Why create unnecessary temptation?  Why tempt fate?

Everyone who has seen the movie A Christmas Story knows that what happens when you leave a hungry dog alone with a freshly-cooked turkey.  They can’t resist the temptation.

In the case of your nonprofit though, you might never know when your employee suddenly feels strong temptation.  The internal controls help prevent that temptation, and that fraud, because the employee knows that if they give themselves a quick loan, there’s a good chance it will get detected.

Thus, good internal controls protect both your nonprofit and your trustworthy employee’s integrity.

Inspiration and further reading

Image of the book "the thief in your company"

I remember a board member asking me early in my career, “if you wanted to steal from this organization how would you do it?” 

I gave him a good list just off the top of my head because the audit was our main internal control.

• [INSTRUCTIONS FOR THE TASK]
List every question that appears in the passage on nonprofit internal controls, including any quoted question.

• [RECORDS PROVIDED]
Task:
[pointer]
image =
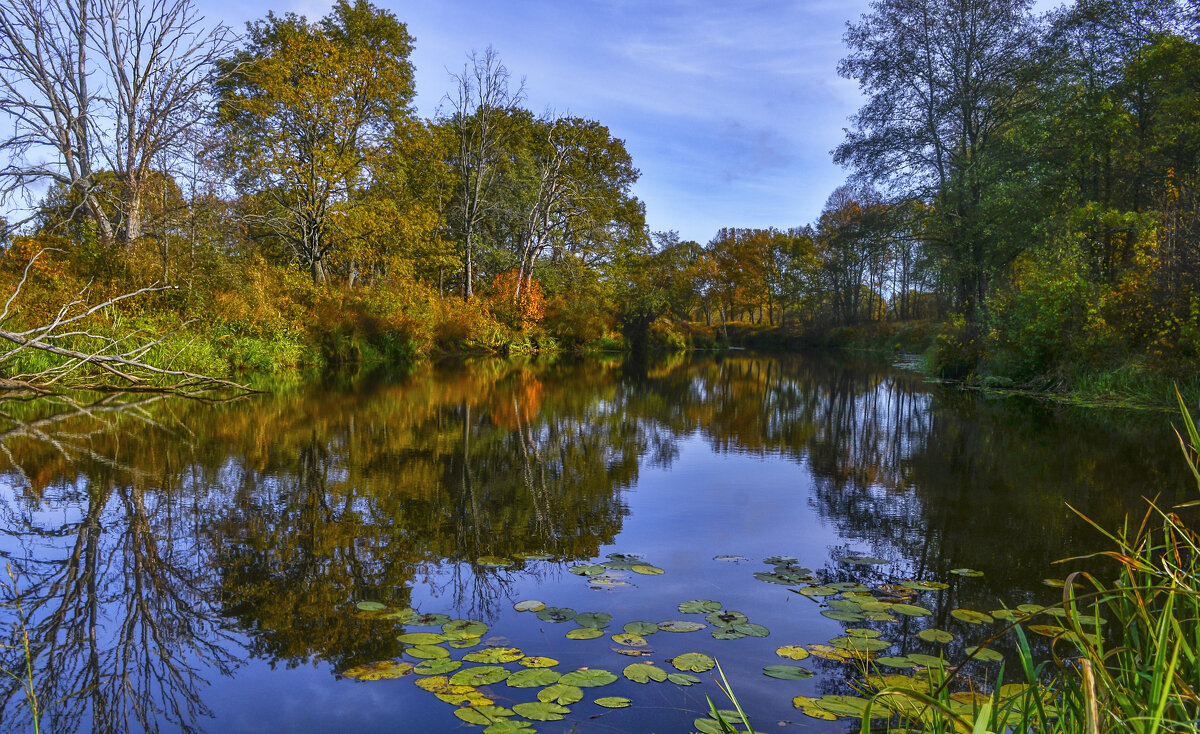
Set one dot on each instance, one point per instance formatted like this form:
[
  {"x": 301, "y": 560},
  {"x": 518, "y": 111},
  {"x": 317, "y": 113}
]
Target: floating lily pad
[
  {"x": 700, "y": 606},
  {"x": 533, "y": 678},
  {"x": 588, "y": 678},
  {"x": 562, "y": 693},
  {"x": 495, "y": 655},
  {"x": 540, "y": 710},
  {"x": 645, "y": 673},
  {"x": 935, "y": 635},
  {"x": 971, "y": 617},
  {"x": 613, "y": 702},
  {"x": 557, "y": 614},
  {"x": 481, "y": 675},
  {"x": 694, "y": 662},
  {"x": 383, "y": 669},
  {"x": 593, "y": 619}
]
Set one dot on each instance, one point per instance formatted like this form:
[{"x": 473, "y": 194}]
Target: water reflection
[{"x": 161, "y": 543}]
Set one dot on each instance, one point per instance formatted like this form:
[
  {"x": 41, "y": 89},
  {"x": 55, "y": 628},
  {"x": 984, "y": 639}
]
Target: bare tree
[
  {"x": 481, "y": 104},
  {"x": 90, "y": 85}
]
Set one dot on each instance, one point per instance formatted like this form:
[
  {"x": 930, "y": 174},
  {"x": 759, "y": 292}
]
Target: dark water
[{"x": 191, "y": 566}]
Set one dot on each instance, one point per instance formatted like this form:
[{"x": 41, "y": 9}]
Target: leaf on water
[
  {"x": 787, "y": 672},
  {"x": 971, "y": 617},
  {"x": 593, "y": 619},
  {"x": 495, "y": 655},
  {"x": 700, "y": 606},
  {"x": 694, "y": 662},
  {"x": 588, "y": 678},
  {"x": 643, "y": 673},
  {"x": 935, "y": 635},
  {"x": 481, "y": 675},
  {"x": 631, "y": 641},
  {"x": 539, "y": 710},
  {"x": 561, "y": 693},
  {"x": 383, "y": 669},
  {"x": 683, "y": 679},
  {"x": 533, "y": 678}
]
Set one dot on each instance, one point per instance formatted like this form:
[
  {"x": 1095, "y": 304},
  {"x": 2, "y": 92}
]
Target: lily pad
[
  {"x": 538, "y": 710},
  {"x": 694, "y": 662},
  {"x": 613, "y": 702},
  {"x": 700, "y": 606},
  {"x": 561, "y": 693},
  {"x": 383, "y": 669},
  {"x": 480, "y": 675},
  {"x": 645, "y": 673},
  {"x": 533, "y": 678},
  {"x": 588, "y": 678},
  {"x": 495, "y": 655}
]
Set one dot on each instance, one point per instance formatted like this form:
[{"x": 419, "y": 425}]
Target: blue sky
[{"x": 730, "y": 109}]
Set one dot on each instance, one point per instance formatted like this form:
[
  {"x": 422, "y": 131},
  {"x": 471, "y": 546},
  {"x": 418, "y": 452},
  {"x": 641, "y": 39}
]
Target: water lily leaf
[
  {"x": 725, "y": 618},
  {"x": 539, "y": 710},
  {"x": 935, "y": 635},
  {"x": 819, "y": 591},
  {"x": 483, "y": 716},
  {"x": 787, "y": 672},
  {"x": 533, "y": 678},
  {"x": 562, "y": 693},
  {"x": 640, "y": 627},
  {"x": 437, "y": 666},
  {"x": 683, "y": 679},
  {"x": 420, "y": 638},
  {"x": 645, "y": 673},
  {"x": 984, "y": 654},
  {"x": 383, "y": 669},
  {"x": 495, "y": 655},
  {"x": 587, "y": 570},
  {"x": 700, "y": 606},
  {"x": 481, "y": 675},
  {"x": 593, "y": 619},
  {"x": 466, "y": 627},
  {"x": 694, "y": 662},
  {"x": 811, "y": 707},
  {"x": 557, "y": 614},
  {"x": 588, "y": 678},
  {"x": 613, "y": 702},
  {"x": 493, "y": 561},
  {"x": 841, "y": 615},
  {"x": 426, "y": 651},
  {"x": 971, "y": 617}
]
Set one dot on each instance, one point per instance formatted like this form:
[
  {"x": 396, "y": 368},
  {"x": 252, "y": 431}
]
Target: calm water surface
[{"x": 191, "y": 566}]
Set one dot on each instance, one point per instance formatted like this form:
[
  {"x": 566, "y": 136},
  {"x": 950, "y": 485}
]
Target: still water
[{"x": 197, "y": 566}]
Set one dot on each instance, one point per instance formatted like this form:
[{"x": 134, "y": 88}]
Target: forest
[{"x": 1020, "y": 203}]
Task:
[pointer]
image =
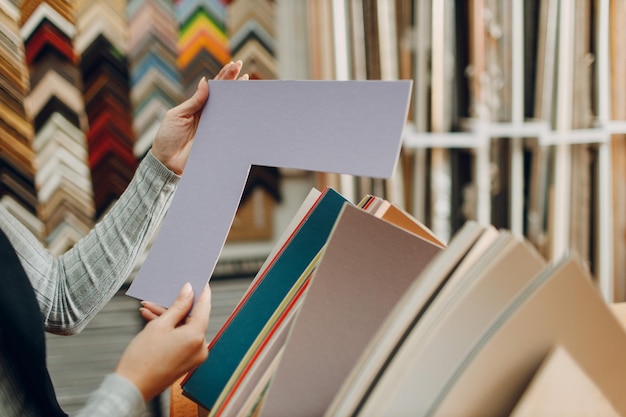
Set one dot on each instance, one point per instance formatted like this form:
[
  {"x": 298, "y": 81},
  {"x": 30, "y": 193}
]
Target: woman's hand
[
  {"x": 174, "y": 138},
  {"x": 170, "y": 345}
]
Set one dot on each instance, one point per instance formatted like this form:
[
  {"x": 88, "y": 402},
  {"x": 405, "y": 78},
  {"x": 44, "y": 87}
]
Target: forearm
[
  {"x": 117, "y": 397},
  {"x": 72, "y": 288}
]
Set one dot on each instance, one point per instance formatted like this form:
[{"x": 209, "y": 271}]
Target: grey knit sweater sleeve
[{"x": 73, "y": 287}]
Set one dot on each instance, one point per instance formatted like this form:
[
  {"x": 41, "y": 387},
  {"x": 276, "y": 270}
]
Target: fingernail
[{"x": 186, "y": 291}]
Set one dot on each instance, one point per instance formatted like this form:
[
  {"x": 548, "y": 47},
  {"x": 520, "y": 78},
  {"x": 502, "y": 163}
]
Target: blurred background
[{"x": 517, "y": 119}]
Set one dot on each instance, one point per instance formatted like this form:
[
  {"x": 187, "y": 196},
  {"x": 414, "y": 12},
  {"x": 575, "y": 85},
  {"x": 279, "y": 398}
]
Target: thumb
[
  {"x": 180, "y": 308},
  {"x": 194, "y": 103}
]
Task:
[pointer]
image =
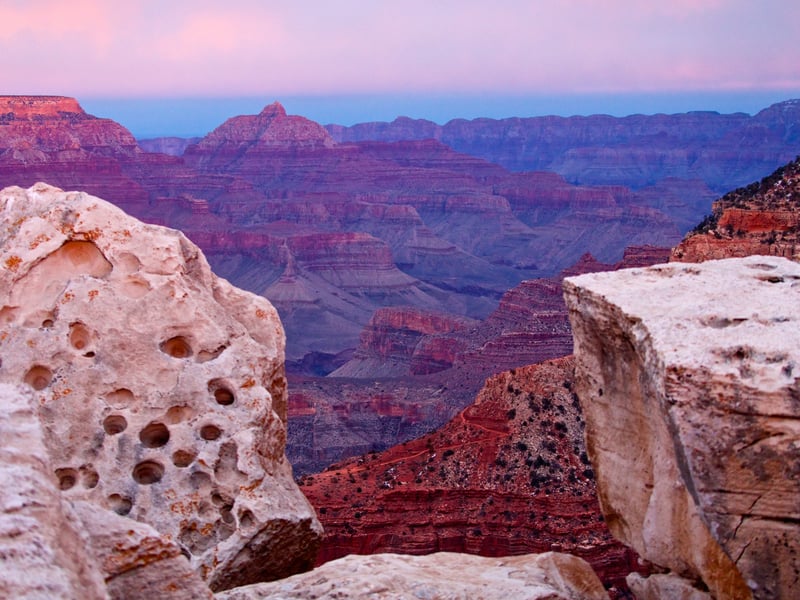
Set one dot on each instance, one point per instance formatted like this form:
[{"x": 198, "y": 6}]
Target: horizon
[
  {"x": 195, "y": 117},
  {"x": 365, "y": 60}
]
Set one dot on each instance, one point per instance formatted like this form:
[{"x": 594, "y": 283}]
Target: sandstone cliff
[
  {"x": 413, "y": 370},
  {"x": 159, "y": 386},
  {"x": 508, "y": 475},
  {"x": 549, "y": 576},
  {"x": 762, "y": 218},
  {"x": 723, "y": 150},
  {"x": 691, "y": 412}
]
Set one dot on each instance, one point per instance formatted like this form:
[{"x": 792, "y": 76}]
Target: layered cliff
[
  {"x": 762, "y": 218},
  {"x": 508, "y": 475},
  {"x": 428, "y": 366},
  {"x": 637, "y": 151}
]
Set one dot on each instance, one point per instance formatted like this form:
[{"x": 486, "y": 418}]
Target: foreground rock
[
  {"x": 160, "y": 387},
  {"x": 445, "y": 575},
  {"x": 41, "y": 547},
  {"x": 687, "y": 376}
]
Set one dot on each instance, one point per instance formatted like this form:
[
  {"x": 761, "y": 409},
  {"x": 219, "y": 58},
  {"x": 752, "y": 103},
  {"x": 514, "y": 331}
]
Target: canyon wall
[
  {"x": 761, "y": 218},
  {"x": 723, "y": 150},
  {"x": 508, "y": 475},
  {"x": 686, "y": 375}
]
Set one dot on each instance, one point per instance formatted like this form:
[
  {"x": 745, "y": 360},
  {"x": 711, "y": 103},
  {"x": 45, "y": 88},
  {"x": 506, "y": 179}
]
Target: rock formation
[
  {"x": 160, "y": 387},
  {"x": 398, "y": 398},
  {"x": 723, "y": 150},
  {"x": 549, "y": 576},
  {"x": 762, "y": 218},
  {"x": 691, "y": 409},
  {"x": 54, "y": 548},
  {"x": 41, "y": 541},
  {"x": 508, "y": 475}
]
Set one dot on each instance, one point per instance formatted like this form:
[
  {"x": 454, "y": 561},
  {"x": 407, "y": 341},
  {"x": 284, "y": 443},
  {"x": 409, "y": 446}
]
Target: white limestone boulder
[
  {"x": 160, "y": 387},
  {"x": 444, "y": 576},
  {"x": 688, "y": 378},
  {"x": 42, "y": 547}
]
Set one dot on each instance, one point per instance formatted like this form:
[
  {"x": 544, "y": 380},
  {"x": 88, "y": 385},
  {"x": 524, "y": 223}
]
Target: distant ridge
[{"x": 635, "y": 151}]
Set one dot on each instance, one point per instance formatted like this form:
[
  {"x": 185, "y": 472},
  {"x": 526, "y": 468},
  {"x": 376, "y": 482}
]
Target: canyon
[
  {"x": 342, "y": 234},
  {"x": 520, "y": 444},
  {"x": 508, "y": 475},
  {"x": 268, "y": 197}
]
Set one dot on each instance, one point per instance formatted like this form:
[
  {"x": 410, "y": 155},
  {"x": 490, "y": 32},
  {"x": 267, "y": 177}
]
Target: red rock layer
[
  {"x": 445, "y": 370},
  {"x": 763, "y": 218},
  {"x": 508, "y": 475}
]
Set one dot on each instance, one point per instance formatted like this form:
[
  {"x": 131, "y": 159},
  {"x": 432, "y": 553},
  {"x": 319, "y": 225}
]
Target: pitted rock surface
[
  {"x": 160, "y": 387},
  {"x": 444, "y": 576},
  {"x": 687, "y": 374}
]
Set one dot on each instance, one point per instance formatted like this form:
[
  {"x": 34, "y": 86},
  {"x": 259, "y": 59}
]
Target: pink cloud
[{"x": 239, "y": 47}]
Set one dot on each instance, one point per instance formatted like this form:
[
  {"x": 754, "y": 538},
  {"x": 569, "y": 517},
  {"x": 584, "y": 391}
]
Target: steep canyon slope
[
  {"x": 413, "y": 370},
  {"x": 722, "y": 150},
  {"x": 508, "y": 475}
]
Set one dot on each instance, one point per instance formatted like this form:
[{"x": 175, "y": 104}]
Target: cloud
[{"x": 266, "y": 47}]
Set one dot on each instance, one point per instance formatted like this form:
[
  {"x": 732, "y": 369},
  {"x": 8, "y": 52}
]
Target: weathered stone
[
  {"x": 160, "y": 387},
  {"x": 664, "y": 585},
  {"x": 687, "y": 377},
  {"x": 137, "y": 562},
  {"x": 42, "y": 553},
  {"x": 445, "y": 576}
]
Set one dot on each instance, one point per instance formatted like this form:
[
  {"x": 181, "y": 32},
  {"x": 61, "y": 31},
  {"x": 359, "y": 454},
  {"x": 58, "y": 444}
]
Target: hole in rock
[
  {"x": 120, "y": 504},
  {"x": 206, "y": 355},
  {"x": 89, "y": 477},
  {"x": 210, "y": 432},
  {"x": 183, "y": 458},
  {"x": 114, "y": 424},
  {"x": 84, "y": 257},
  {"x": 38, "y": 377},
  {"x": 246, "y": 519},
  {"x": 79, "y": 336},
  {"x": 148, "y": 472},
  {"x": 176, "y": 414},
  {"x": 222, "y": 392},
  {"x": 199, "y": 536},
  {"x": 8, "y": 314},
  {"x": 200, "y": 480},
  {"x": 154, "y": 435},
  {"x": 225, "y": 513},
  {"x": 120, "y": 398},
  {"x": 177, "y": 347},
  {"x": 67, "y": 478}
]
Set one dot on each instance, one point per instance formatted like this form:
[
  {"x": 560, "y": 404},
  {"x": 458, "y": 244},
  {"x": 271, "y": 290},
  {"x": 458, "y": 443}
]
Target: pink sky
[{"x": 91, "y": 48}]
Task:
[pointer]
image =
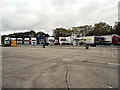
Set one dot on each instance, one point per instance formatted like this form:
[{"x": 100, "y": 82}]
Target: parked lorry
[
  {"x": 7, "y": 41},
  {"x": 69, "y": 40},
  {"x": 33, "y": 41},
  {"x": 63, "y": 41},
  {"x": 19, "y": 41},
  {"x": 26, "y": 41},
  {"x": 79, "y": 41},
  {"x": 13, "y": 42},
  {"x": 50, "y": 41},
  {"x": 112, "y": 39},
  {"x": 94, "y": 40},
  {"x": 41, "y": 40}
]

• [TASK ANSWER]
1. Why create unnecessary temptation?
2. Why tempt fate?
3. If you wanted to steal from this organization how would you do it?